__SHORT TASK__
Every line below must be reproduced exactly. Copy them all.

__DATA TO USE__
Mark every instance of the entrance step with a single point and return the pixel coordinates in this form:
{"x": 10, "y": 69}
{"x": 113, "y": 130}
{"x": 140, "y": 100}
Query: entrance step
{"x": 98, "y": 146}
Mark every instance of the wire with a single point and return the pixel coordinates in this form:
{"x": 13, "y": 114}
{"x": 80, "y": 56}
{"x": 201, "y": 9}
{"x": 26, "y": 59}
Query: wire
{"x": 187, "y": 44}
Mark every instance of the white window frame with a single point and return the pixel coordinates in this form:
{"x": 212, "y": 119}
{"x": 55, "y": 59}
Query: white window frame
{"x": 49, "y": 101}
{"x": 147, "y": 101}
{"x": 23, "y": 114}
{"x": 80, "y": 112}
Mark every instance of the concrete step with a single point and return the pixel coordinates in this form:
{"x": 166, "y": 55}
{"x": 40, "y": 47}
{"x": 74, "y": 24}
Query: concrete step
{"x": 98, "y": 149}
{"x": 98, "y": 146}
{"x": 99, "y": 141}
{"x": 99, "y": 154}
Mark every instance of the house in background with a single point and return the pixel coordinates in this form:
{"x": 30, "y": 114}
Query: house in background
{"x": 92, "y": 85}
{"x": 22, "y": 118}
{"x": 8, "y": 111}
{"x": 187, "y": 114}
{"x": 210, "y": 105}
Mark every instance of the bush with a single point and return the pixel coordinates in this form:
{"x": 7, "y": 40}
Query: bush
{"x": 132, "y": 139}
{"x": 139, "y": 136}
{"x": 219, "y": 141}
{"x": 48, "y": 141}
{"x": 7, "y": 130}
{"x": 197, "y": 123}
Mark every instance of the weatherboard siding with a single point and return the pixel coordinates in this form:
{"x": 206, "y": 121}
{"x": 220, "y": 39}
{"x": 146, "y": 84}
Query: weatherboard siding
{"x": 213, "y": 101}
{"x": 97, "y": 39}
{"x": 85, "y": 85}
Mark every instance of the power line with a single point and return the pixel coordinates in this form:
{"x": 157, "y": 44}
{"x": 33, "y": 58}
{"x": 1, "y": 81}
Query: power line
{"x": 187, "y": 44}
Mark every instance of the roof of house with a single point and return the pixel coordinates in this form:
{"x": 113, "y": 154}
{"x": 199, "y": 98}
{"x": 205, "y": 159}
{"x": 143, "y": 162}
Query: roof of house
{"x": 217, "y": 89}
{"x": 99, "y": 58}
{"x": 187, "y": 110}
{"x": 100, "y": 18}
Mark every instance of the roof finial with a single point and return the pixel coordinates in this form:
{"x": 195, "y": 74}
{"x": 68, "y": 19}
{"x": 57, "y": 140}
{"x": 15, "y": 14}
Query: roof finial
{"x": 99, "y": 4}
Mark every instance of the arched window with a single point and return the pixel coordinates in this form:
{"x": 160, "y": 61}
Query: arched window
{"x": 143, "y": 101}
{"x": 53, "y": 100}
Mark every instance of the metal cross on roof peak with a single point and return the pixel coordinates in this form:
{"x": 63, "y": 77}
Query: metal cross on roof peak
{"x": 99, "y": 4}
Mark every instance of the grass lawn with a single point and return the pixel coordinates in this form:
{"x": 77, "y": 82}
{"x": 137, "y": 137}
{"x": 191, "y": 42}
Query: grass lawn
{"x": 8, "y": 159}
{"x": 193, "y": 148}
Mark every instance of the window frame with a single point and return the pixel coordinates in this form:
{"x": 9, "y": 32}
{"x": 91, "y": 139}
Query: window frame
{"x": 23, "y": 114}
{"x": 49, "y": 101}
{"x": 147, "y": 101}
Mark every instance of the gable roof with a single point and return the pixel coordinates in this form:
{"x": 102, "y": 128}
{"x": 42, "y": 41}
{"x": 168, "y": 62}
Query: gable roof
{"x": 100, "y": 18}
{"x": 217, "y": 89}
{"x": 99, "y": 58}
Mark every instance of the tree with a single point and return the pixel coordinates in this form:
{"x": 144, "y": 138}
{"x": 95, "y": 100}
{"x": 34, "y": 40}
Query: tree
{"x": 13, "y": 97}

__FINISHED EXERCISE__
Mark every instance of the entrance step with a single point and return the pixel coordinates in this form:
{"x": 10, "y": 69}
{"x": 113, "y": 130}
{"x": 140, "y": 100}
Query: entrance step
{"x": 98, "y": 146}
Mark every instance of the wire with a single point and return the pixel coordinates in this form:
{"x": 13, "y": 114}
{"x": 80, "y": 56}
{"x": 201, "y": 9}
{"x": 26, "y": 59}
Query: wire
{"x": 187, "y": 44}
Mark every instance of the white window frame with a single point and return the pixel coordinates in this form:
{"x": 212, "y": 119}
{"x": 55, "y": 59}
Query: white window frame
{"x": 49, "y": 101}
{"x": 147, "y": 101}
{"x": 23, "y": 114}
{"x": 80, "y": 112}
Mark every instance of the concrete step with a single point and return the pixel coordinates in this form:
{"x": 166, "y": 55}
{"x": 40, "y": 47}
{"x": 74, "y": 24}
Query: concrete step
{"x": 98, "y": 149}
{"x": 98, "y": 146}
{"x": 99, "y": 141}
{"x": 99, "y": 154}
Mark every instance of the house in background with a single point and return the pixel coordinates in this form:
{"x": 30, "y": 114}
Query: house in background
{"x": 92, "y": 85}
{"x": 22, "y": 118}
{"x": 8, "y": 111}
{"x": 187, "y": 114}
{"x": 210, "y": 105}
Mark every instance of the bush with a single point and return the pixel coordinates in this form:
{"x": 7, "y": 40}
Query: bush
{"x": 132, "y": 139}
{"x": 139, "y": 136}
{"x": 219, "y": 141}
{"x": 48, "y": 141}
{"x": 7, "y": 130}
{"x": 197, "y": 123}
Mark every instance of the weatherboard siding with a single point and return the pixel coordinates in this form:
{"x": 206, "y": 121}
{"x": 220, "y": 39}
{"x": 146, "y": 84}
Query: weatherboard siding
{"x": 213, "y": 101}
{"x": 97, "y": 39}
{"x": 85, "y": 85}
Mark every instance of the power line with a single point and return the pixel coordinates in this form:
{"x": 157, "y": 44}
{"x": 33, "y": 58}
{"x": 1, "y": 81}
Query: power line
{"x": 187, "y": 44}
Mark every instance of the roof of house with a single point and return the pixel coordinates in this form:
{"x": 113, "y": 154}
{"x": 199, "y": 98}
{"x": 205, "y": 159}
{"x": 143, "y": 162}
Query: roof of house
{"x": 217, "y": 89}
{"x": 99, "y": 58}
{"x": 187, "y": 110}
{"x": 100, "y": 18}
Mark every instance of the roof finial with a single point and return the pixel coordinates in this form:
{"x": 195, "y": 74}
{"x": 68, "y": 19}
{"x": 57, "y": 140}
{"x": 15, "y": 14}
Query: roof finial
{"x": 99, "y": 4}
Mark every instance of the arched window with a single point and return the pixel coordinates in this form:
{"x": 160, "y": 61}
Query: arched window
{"x": 143, "y": 101}
{"x": 53, "y": 100}
Mark every instance of the metal cross on roof peak with a single point and return the pixel coordinates in this form:
{"x": 63, "y": 77}
Query: metal cross on roof peak
{"x": 99, "y": 4}
Mark every instance of the grass lawn with a single point and return the pixel coordinates in this form:
{"x": 77, "y": 82}
{"x": 137, "y": 137}
{"x": 191, "y": 42}
Query: grass lawn
{"x": 8, "y": 159}
{"x": 193, "y": 148}
Mark every instance of the window frame with a single point and return the pixel coordinates in this form:
{"x": 9, "y": 32}
{"x": 91, "y": 139}
Query: window frame
{"x": 23, "y": 114}
{"x": 49, "y": 101}
{"x": 147, "y": 101}
Mark every instance of the gable roof with a single point and return the pixel coordinates in this form:
{"x": 102, "y": 128}
{"x": 42, "y": 41}
{"x": 168, "y": 62}
Query: gable roof
{"x": 100, "y": 18}
{"x": 217, "y": 89}
{"x": 99, "y": 58}
Mark every instance of the tree with a single point and return the pixel coordinates in this form:
{"x": 144, "y": 138}
{"x": 95, "y": 100}
{"x": 34, "y": 40}
Query: tree
{"x": 13, "y": 97}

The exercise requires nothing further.